*Provided material:*
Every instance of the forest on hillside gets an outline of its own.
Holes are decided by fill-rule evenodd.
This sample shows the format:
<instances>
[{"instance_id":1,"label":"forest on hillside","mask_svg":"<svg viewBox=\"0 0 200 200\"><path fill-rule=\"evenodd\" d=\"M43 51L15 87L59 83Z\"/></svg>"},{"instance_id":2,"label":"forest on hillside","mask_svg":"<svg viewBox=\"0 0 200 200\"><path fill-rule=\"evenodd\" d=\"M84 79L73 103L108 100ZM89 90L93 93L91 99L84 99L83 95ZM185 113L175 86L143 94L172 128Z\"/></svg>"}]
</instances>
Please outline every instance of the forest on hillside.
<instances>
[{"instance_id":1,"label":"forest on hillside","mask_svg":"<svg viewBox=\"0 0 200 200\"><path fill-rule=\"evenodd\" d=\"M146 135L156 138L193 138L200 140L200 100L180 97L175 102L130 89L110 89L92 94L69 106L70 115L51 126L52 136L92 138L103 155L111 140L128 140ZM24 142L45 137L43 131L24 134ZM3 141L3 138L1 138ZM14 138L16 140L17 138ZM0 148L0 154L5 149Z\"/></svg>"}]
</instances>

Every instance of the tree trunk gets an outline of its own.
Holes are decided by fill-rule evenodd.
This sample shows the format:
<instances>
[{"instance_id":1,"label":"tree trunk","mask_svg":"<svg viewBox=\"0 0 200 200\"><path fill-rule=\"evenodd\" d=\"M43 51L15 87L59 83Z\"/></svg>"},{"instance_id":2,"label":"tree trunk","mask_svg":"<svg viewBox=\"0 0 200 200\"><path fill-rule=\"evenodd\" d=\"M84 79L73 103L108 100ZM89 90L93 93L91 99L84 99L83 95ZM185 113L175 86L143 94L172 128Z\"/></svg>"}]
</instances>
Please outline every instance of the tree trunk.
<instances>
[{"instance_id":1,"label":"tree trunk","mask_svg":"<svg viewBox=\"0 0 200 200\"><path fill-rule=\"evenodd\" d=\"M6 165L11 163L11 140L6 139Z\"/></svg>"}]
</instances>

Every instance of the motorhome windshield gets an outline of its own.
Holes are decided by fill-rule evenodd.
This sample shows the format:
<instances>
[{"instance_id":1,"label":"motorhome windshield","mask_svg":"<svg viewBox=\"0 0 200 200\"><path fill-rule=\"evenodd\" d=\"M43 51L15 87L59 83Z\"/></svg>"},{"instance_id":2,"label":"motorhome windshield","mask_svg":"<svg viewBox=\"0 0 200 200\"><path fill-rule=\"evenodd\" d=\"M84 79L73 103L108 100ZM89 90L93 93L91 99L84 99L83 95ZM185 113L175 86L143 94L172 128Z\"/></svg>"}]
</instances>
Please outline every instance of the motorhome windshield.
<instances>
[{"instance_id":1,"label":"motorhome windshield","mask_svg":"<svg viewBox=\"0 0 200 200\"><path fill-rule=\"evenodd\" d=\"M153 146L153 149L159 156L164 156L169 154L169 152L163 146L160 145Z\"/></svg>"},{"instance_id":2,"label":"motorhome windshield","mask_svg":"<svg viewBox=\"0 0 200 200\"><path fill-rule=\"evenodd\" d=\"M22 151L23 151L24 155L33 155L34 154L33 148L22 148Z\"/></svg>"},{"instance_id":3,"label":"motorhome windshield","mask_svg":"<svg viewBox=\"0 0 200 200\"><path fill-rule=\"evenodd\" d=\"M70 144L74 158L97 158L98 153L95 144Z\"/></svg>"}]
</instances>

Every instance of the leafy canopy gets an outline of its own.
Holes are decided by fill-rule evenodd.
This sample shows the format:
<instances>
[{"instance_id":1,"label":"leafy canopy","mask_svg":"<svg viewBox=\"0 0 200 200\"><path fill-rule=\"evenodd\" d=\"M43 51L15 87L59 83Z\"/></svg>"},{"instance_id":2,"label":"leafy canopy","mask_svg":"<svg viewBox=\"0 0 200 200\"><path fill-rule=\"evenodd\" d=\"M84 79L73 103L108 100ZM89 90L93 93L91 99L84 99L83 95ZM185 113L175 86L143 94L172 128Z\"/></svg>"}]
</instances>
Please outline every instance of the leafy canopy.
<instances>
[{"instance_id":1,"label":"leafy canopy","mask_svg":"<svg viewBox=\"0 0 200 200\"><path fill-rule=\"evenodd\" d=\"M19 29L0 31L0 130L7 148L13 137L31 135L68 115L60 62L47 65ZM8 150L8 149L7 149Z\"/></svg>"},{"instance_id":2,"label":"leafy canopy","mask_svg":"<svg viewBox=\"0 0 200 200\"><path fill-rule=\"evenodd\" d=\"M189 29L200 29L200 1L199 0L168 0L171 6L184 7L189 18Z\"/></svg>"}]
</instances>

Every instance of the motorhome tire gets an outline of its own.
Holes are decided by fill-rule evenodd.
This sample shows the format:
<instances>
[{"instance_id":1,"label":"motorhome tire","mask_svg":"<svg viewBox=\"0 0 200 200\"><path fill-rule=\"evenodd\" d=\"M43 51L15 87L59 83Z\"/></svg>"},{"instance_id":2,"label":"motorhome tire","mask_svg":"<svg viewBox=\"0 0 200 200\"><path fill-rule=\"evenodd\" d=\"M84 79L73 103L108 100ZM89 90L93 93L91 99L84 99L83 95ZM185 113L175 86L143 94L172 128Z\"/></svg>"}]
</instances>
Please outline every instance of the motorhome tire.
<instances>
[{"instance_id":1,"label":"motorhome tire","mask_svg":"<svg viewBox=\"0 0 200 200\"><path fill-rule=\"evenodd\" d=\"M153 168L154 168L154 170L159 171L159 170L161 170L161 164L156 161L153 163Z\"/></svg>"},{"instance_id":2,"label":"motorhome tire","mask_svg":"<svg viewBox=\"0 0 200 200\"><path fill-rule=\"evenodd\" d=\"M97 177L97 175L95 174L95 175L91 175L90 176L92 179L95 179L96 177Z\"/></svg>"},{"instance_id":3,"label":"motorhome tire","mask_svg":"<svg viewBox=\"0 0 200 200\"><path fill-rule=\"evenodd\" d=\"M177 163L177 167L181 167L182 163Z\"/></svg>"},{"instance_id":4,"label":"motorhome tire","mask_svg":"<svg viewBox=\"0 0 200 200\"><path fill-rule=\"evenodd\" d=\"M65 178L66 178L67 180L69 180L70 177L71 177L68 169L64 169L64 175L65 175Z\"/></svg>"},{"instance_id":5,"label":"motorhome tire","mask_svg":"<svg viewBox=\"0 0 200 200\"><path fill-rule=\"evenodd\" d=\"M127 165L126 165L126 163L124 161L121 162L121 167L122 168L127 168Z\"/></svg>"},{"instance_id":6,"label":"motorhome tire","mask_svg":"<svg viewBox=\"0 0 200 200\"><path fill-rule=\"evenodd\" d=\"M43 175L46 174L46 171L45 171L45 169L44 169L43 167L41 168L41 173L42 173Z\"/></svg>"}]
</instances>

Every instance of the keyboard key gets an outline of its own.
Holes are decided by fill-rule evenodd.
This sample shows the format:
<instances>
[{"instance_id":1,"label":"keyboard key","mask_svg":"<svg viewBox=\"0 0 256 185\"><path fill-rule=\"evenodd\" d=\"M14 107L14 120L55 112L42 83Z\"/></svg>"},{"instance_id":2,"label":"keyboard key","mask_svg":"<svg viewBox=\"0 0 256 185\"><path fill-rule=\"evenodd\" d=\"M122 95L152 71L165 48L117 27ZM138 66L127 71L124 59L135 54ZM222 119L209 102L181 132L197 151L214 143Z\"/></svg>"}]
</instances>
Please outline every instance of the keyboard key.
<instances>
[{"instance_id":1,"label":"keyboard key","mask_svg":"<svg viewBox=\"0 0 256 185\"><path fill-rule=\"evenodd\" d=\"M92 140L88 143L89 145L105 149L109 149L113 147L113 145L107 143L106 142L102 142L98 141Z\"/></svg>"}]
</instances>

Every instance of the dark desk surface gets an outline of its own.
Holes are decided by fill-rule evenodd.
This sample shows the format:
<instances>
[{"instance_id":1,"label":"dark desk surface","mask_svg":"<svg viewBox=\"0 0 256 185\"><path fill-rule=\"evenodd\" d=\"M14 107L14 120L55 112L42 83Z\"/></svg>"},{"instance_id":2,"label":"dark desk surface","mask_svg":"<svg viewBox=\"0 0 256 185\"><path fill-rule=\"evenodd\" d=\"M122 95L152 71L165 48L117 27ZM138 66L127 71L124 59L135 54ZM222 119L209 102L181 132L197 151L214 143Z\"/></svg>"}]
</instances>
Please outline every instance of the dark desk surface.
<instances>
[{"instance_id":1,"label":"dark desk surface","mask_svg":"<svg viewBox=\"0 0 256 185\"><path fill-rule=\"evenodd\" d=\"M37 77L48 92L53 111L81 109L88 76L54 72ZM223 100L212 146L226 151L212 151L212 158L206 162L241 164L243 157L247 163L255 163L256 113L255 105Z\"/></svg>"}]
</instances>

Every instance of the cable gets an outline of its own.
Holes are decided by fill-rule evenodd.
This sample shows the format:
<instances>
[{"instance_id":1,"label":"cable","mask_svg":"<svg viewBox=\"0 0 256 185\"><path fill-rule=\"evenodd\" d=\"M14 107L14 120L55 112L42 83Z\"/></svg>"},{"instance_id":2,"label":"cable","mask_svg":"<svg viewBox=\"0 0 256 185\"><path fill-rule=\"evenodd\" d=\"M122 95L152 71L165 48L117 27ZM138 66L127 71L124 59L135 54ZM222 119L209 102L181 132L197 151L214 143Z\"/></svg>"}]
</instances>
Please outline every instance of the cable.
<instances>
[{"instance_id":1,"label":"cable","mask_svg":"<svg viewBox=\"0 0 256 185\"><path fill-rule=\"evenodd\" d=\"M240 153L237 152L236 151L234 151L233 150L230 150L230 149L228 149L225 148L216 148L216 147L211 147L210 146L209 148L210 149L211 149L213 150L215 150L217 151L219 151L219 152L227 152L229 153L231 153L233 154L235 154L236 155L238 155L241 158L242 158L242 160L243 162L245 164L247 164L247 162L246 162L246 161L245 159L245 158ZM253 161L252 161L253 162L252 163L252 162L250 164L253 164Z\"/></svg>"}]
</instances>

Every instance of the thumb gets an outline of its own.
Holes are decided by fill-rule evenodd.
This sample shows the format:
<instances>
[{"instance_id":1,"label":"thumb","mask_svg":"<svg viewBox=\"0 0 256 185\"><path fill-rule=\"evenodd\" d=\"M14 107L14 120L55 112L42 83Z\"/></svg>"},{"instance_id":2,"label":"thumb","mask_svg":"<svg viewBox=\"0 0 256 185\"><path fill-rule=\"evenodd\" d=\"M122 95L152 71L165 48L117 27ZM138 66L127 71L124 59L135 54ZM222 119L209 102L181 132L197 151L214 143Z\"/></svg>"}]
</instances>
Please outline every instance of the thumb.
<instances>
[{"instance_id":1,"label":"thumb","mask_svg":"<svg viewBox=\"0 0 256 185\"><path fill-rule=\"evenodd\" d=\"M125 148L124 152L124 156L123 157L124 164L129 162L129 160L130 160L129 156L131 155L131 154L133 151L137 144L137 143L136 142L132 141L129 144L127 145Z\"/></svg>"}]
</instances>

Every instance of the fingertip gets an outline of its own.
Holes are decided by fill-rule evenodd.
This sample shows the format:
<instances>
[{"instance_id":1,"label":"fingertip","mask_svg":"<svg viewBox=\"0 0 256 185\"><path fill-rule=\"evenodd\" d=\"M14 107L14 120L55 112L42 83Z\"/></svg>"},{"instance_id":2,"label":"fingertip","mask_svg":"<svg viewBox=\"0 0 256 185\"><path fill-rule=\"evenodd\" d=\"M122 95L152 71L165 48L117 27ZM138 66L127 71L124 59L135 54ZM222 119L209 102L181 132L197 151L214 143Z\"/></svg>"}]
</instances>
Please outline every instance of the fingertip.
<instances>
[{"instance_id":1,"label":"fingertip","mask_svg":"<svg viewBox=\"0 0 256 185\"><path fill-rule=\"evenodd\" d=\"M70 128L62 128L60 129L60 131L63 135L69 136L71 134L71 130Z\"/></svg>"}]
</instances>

*Exercise directions:*
Beginning with the line that contains "Every instance of the fingertip gets", repeat every line through the end of the records and nothing more.

*Response to this task:*
Every instance of the fingertip gets an outline of its own.
Holes are decided by fill-rule evenodd.
This sample shows the format:
<instances>
[{"instance_id":1,"label":"fingertip","mask_svg":"<svg viewBox=\"0 0 256 185\"><path fill-rule=\"evenodd\" d=\"M14 107L14 120L55 112L42 83Z\"/></svg>"},{"instance_id":2,"label":"fingertip","mask_svg":"<svg viewBox=\"0 0 256 185\"><path fill-rule=\"evenodd\" d=\"M122 95L152 71L165 48L117 27ZM138 66L127 71L124 59L135 54ZM222 119L209 102L181 132L197 151L214 143Z\"/></svg>"}]
</instances>
Please outline every instance of the fingertip.
<instances>
[{"instance_id":1,"label":"fingertip","mask_svg":"<svg viewBox=\"0 0 256 185\"><path fill-rule=\"evenodd\" d=\"M70 128L62 128L60 129L60 131L63 135L69 136L71 134L71 130Z\"/></svg>"}]
</instances>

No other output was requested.